Exercise description: Reproduce the following lines verbatim, omitting the picture from your answer.

Data for the task:
##############################
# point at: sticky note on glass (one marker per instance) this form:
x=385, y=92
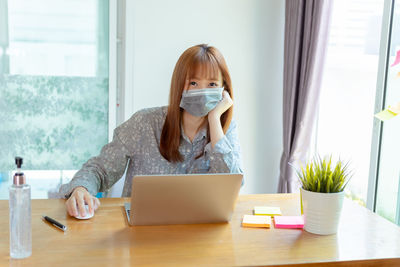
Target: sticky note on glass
x=395, y=109
x=256, y=221
x=289, y=222
x=268, y=211
x=397, y=59
x=385, y=115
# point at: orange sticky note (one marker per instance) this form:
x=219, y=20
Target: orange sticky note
x=385, y=115
x=395, y=109
x=268, y=211
x=397, y=59
x=256, y=221
x=289, y=222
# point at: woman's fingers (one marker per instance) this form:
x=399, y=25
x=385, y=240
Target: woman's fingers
x=96, y=203
x=72, y=206
x=89, y=201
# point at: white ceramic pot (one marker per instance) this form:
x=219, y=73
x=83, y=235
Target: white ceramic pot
x=321, y=211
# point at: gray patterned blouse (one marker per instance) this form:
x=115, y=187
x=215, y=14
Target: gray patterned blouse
x=136, y=143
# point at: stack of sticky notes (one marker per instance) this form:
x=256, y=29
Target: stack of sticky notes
x=289, y=222
x=256, y=221
x=267, y=211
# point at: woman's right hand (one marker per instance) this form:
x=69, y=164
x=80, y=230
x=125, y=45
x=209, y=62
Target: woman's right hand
x=76, y=202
##############################
Final result:
# point at: sticky note on glass (one marker per instance) this form:
x=385, y=92
Target: sticky note on glass
x=395, y=109
x=256, y=221
x=289, y=222
x=268, y=211
x=397, y=59
x=385, y=115
# point at: orange sticky note (one marker per instance) this form:
x=219, y=20
Target: orange sticky note
x=385, y=115
x=395, y=109
x=268, y=211
x=397, y=59
x=256, y=221
x=289, y=222
# point at: woman's fingers (one marker per instance) this form:
x=399, y=25
x=385, y=240
Target: woman's fingers
x=96, y=203
x=72, y=206
x=89, y=201
# point at: white ceramic pot (one marker per instance) this form:
x=219, y=73
x=83, y=235
Target: white ceramic pot
x=321, y=211
# point at: gray patterned blouse (one marker per instance) this form:
x=115, y=187
x=215, y=14
Target: gray patterned blouse
x=136, y=143
# point at: stack of sticky notes (one marker per instance) this form:
x=256, y=29
Target: stack of sticky notes
x=289, y=222
x=256, y=221
x=267, y=211
# point at: woman's right hand (one marker per instance) this form:
x=69, y=164
x=80, y=230
x=125, y=45
x=209, y=62
Target: woman's right hand
x=76, y=202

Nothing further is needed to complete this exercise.